(Data items)
★ ★ ★ ★

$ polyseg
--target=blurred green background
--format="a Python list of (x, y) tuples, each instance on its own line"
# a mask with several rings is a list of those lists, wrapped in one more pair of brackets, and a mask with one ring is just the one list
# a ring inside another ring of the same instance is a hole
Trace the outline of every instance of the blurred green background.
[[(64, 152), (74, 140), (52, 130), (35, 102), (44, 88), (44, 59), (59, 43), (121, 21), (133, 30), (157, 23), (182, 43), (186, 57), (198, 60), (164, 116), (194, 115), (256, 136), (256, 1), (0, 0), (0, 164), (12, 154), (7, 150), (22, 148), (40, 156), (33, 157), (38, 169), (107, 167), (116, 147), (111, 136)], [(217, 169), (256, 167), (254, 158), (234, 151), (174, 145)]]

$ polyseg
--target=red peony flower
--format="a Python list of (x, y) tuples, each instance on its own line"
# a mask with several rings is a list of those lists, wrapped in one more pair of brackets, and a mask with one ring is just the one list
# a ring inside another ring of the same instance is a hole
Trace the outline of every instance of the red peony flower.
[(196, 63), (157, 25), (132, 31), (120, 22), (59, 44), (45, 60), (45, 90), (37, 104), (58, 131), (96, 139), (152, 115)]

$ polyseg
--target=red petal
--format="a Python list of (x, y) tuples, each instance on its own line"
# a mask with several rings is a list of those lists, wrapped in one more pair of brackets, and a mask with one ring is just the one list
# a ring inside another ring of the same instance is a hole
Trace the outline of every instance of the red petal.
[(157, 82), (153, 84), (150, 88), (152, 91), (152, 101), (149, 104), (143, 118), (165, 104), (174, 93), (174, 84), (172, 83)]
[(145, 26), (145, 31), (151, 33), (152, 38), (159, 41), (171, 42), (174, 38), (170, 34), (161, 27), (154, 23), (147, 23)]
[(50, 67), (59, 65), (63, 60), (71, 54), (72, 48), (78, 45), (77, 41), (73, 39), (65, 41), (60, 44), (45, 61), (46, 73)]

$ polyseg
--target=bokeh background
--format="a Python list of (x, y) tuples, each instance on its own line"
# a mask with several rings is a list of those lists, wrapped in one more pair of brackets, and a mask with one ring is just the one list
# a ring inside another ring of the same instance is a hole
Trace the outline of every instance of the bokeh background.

★ ★ ★ ★

● **Given instruction**
Please put every line of the items above into a JSON list of strings, with one string per line and blank lines left out.

● **Task response**
[
  "$ polyseg",
  "--target=blurred green background",
  "--format=\"a Python list of (x, y) tuples, each instance on its own line\"",
  "# a mask with several rings is a list of those lists, wrapped in one more pair of brackets, and a mask with one ring is just the one list",
  "# a ring inside another ring of the same instance is a hole",
  "Trace the outline of every instance of the blurred green background.",
  "[[(64, 152), (74, 140), (52, 130), (35, 102), (44, 88), (44, 59), (59, 43), (121, 21), (133, 30), (157, 23), (182, 43), (186, 57), (198, 60), (164, 116), (194, 115), (256, 136), (256, 1), (0, 0), (0, 164), (12, 154), (7, 150), (22, 148), (40, 156), (33, 157), (38, 169), (107, 167), (116, 147), (111, 136)], [(217, 169), (256, 167), (254, 158), (234, 151), (174, 145)]]",
  "$ polyseg",
  "--target=red peony flower",
  "--format=\"a Python list of (x, y) tuples, each instance on its own line\"",
  "# a mask with several rings is a list of those lists, wrapped in one more pair of brackets, and a mask with one ring is just the one list",
  "# a ring inside another ring of the same instance is a hole",
  "Trace the outline of every instance of the red peony flower.",
  "[(196, 63), (157, 25), (132, 31), (120, 22), (59, 44), (45, 60), (45, 90), (37, 104), (58, 131), (96, 139), (152, 115)]",
  "$ polyseg",
  "--target=red petal",
  "--format=\"a Python list of (x, y) tuples, each instance on its own line\"",
  "# a mask with several rings is a list of those lists, wrapped in one more pair of brackets, and a mask with one ring is just the one list",
  "# a ring inside another ring of the same instance is a hole",
  "Trace the outline of every instance of the red petal.",
  "[(157, 82), (153, 84), (150, 88), (152, 91), (152, 101), (149, 104), (143, 118), (165, 104), (174, 93), (174, 84), (172, 83)]",
  "[(145, 26), (145, 31), (151, 33), (152, 38), (159, 41), (171, 42), (174, 38), (170, 34), (161, 27), (154, 23), (147, 23)]",
  "[(50, 67), (59, 65), (63, 60), (71, 54), (72, 48), (78, 45), (77, 41), (73, 39), (65, 41), (60, 44), (45, 61), (46, 73)]",
  "$ polyseg",
  "--target=bokeh background",
  "--format=\"a Python list of (x, y) tuples, each instance on its own line\"",
  "# a mask with several rings is a list of those lists, wrapped in one more pair of brackets, and a mask with one ring is just the one list",
  "# a ring inside another ring of the same instance is a hole",
  "Trace the outline of every instance of the bokeh background."
]